*Tarefas e exercícios*
**A.** No texto sobre feminicídio, quem aparece como responsável principal pela morte das mulheres?
**B.** Prossiga o texto sobre feminicídio a partir da última frase apresentada.

*Texto fornecido*
┌──
Quando o amor sufoca

Interessantes alguns dados estatísticos, não é? O número de feminicídios no Brasil e no mundo é alarmante. É surreal. A quantidade de mulheres que morrem vítimas dos maridos, namorados e, principalmente, dos ex-companheiros é assustadora. Isso nos remete àquele mito de que, no período Neolítico, os homens agrediam as mulheres com os tacapes e as levavam para a caverna, com o intuito de se reproduzirem. Sabe-se que isso não passa de “folclore”, mas retrata muito bem a realidade que vivemos hoje, justificando a violência contra a mulher.
└──
*Material coletado*
┌──
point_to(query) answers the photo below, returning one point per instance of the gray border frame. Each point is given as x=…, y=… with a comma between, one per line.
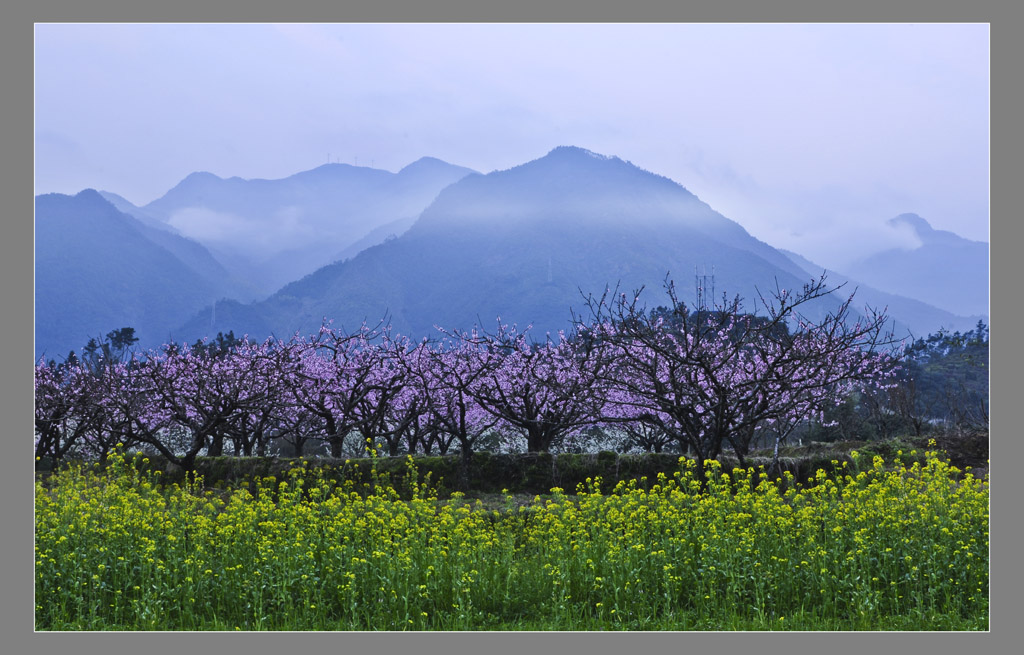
└──
*Respostas das tarefas*
**A.** Principalmente os ex-companheiros.

**B.**
Por que isso tudo acontece? Para ser bem honesta, eu não tenho todas as respostas. Um misto de cultura, cérebro reptiliano e babaquice, talvez. Ou o desejo masculino de transformar a mulher em um objeto – da mesma forma como eles têm um carro, uma moto ou mesmo uma coleção de carrinhos Hot Wheels. A sensação é de que somos coisas, em vez de pessoas. Coisas que devem obedecer e ficar quietas. E, quando não fazemos isso, quando não agimos assim, somos violentadas, amordaçadas, mortas. E sabe-se lá mais o quê.

Mas essa é a parte fácil da história, acredite. Quando um homem qualquer te dá uma ordem, grita com você ou te xinga, por mais dolorido que seja, você sabe onde está o inimigo. Você sabe que aquilo não é certo, mesmo que demore uns meses para você aceitar que está namorando um “homem das cavernas”. O problema é quando eles não são das cavernas, são inteligentes e perspicazes.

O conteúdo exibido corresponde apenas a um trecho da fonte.